DELİLLERİN DEĞERLENDİRİLMESİ VE GEREKÇE:
Dava, kasko sigortalıya hasar nedeniyle davacı sigortacı tarafından ödenen paranın rücuen tazminine yöneliktir.
Huzurdaki davada; davalı olarak Karayolları Genel Müdürlüğü ve … A.Ş.’ye karşı birlikte yöneltilmiş; mahkememizin 2022/… Esas sayılı dosyasında davalı Karayolları Genel Müdürlüğü yönünden HMK m.114/1-b hükmü gereğince yargı yolunun caiz olup olmadığının tetkiki için bu davalı yönünden dosya tefrik edilerek yukarıdaki esasa kaydı yapılmıştır.
Mahkemelerin görev ve yetkileri ancak kanunla düzenlenebilir ( 2709 s. ANY m 142, HMK m. 1). Adli yargı kolu kapsamına girip, hukuk mahkemelerinde görülmesi gerekli olan davalarda görev, genel olarak HMK ve 5235 sayılı Kanun’da düzenlenmiş, ticaret mahkemelerinin görevine ise 6102 sayılı Kanun’da yer verilmiştir. Özel mahkemelerin görev ve yetkisi ise ilgili özel kanunlarında yer almıştır. Yargı yolu gibi, görev de kamu düzenine ilişkin bir husus olup re’sen araştırılır.

◆ Verilen Malzeme:
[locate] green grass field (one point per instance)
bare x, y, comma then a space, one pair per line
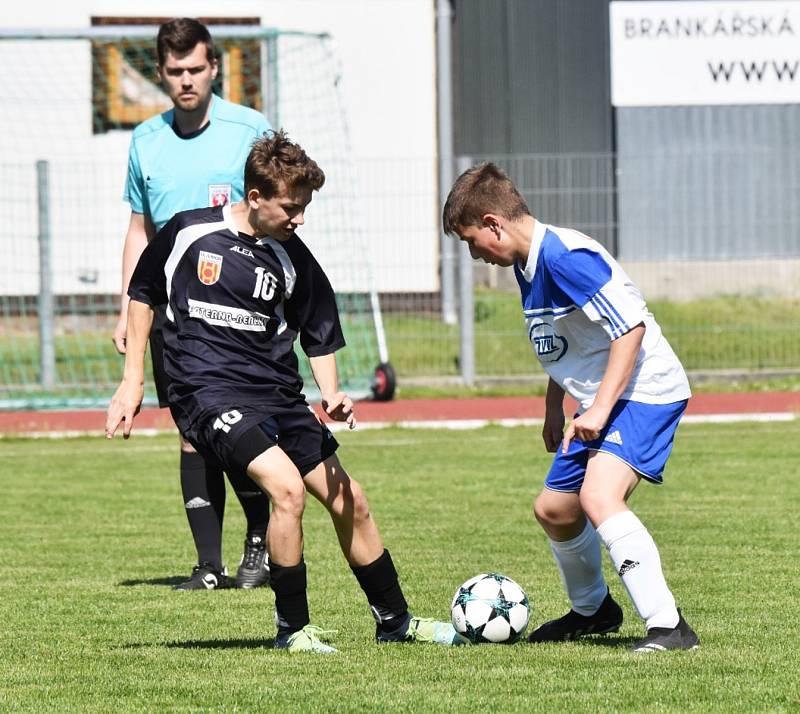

◆ Yönerge ve Koşullar:
Sağlanan metne göre ticaret mahkemelerinin görevi hangi kanunda düzenlenmiştir?

◆ Alıştırma Yanıtı:
6102 sayılı Kanun’da.